[START Raw data]

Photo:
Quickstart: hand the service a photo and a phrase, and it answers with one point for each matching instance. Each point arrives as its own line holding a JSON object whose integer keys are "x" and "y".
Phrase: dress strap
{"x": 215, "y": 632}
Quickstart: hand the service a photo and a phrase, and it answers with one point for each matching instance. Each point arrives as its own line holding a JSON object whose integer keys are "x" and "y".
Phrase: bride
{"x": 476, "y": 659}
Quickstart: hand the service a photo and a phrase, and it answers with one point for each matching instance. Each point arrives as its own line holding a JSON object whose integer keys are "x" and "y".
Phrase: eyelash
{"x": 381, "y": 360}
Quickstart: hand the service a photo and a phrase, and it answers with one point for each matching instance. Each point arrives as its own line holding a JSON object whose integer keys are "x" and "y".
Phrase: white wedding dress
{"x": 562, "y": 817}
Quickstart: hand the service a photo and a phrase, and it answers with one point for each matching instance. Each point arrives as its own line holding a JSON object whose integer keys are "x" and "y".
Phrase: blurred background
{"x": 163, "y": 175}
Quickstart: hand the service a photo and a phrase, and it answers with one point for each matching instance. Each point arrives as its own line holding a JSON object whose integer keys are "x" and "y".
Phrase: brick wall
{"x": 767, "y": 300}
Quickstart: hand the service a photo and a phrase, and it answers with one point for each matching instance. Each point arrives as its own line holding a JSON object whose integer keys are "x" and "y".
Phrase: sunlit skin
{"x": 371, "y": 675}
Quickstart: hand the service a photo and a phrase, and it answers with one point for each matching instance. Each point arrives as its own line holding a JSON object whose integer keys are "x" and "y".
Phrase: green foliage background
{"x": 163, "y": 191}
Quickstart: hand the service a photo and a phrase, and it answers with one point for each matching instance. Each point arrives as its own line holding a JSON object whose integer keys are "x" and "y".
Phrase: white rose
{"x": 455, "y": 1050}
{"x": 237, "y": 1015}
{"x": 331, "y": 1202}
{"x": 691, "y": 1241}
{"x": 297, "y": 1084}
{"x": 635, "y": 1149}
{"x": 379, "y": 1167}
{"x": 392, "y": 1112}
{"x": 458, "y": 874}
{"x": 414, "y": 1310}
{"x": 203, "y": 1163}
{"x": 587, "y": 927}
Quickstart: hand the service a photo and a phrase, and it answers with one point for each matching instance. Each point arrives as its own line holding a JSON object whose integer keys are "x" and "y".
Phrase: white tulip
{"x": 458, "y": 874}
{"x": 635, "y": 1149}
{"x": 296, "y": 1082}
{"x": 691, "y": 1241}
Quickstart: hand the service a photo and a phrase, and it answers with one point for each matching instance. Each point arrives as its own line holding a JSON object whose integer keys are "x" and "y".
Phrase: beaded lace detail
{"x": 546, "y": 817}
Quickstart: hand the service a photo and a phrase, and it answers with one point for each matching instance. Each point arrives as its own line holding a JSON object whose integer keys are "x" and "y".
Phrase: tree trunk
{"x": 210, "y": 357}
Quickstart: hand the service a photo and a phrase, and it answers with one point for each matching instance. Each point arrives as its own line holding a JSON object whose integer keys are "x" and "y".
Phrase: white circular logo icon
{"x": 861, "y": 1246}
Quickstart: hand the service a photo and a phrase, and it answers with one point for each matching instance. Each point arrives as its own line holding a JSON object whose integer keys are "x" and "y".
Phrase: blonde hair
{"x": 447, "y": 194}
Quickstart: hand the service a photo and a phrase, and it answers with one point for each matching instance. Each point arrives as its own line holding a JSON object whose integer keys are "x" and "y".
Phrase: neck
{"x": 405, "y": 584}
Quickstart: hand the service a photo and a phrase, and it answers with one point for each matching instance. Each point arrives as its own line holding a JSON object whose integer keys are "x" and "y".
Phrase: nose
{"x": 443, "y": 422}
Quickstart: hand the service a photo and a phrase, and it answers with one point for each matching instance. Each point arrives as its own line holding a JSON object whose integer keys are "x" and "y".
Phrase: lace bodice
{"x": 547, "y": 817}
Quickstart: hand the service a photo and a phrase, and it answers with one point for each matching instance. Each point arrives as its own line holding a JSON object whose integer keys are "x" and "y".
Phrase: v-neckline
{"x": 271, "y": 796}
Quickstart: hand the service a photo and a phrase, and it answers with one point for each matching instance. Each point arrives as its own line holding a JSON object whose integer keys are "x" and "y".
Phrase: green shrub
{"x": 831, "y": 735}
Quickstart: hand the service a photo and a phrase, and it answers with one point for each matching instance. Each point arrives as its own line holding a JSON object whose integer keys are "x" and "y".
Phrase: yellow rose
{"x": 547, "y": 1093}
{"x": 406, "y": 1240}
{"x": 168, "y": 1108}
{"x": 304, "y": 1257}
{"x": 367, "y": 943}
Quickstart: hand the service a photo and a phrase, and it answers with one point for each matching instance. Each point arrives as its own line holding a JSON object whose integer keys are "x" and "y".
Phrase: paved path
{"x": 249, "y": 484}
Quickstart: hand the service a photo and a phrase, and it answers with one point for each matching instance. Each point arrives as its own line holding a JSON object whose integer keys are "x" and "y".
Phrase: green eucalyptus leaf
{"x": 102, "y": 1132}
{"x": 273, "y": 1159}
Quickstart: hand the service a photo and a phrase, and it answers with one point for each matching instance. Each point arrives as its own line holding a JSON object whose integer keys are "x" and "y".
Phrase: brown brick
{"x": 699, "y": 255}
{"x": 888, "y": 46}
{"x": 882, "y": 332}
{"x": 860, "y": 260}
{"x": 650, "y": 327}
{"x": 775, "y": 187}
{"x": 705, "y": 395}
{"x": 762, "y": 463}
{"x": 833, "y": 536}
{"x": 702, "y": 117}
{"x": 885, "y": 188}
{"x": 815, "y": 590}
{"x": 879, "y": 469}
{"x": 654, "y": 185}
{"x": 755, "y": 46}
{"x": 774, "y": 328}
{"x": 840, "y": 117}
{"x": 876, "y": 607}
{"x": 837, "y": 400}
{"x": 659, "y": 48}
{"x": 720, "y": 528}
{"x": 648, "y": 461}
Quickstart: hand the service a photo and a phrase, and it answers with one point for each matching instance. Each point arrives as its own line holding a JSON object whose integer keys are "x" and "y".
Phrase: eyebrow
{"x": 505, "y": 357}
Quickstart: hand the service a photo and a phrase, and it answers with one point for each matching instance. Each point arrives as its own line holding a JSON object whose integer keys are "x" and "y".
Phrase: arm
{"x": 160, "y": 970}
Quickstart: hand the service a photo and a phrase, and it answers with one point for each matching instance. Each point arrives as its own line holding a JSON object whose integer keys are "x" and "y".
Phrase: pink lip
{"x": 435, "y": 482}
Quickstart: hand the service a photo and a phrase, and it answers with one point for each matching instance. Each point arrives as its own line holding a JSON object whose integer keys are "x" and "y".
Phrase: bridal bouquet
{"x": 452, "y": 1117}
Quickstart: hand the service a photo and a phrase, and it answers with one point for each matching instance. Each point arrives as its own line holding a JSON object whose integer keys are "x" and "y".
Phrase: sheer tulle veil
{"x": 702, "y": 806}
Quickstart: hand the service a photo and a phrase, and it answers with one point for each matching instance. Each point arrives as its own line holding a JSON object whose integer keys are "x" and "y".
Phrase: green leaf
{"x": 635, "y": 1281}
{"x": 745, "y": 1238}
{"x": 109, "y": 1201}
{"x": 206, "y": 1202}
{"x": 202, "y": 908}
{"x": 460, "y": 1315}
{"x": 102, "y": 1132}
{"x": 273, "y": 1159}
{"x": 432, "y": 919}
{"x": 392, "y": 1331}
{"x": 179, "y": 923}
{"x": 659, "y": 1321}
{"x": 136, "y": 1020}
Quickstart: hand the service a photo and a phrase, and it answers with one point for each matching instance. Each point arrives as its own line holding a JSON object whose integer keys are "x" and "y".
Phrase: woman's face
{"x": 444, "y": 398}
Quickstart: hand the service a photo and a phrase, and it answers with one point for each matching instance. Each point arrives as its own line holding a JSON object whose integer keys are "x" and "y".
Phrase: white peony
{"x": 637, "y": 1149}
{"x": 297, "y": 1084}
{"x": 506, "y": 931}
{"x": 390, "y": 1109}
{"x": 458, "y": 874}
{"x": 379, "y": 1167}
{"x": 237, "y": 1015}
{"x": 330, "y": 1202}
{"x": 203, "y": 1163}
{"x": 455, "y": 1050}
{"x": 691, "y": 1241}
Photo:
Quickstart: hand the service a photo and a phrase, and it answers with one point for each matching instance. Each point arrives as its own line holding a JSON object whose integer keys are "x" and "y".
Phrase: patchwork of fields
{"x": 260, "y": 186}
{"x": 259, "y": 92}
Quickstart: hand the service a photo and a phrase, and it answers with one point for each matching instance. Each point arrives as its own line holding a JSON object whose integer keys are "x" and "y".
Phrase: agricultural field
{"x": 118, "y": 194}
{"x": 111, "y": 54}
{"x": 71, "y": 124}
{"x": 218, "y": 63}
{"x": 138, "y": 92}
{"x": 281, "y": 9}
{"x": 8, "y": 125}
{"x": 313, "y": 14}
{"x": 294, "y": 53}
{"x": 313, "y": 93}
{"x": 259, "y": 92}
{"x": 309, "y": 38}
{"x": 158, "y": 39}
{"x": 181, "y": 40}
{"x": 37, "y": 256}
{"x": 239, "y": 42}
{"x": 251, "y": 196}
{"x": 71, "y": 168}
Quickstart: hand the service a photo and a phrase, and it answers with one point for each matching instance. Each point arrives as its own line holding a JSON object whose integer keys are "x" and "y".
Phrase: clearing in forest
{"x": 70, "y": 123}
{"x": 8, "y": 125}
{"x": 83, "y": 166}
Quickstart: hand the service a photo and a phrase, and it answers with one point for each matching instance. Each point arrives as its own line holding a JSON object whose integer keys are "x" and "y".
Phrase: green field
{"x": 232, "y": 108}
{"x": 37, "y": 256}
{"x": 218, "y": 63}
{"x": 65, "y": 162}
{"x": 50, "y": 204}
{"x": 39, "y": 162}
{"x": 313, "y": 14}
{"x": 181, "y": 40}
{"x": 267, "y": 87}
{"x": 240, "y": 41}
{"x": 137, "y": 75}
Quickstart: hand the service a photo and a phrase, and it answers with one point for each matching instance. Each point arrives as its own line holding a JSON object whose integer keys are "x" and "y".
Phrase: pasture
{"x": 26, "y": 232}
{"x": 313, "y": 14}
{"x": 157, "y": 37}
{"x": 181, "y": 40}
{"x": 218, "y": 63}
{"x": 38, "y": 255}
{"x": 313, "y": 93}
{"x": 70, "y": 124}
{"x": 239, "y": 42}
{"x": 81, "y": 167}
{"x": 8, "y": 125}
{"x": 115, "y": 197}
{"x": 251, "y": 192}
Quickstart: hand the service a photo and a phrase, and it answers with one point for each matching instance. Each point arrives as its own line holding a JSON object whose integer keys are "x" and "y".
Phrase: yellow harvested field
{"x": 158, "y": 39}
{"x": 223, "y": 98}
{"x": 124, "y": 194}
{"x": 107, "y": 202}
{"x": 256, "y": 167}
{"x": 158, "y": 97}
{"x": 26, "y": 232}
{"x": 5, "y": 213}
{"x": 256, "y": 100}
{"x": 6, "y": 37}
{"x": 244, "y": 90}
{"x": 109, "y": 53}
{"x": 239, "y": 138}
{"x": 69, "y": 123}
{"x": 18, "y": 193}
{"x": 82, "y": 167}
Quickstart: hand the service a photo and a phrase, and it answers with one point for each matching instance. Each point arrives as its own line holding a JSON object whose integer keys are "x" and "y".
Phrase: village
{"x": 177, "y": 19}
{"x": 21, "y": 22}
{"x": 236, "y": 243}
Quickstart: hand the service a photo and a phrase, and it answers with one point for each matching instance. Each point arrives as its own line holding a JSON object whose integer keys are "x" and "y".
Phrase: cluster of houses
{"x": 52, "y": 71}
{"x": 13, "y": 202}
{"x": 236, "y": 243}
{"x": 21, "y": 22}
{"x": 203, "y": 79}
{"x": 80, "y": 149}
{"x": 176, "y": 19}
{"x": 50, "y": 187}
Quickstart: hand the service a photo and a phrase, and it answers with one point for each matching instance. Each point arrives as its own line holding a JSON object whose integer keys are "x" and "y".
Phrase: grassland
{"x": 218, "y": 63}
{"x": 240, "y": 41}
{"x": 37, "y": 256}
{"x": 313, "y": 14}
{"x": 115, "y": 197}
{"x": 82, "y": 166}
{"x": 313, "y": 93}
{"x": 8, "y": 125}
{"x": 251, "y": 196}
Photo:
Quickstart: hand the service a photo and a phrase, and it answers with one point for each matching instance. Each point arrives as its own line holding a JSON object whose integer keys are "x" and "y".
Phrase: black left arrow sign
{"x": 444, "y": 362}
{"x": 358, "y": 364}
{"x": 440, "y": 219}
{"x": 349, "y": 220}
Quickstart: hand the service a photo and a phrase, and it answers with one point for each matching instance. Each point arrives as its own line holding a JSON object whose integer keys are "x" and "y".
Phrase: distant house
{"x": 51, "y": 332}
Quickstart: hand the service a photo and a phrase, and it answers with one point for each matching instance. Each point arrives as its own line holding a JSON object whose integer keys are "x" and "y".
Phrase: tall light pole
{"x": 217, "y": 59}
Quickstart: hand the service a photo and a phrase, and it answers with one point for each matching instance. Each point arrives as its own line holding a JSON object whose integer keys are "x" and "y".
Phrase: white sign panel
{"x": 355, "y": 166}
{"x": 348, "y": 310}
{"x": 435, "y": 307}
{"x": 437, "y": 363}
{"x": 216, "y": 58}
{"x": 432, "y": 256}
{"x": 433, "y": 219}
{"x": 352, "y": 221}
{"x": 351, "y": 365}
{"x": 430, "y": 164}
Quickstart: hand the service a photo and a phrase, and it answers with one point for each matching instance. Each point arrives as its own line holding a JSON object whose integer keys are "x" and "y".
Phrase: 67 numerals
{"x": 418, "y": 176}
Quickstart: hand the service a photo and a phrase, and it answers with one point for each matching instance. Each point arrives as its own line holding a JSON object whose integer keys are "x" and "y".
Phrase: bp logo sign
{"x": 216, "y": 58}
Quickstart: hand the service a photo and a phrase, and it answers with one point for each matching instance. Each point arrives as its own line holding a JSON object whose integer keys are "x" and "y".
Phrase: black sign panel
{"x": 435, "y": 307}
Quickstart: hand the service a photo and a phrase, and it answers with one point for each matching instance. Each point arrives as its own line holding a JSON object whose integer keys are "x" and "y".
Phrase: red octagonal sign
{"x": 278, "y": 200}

[END Raw data]

#### Stated exercise
Identify every line in the data above that contains the word "logo", and copy each of those lines. Matching is case-sensitive.

#### Complete response
Phrase: white circular logo icon
Phrase: bp logo sign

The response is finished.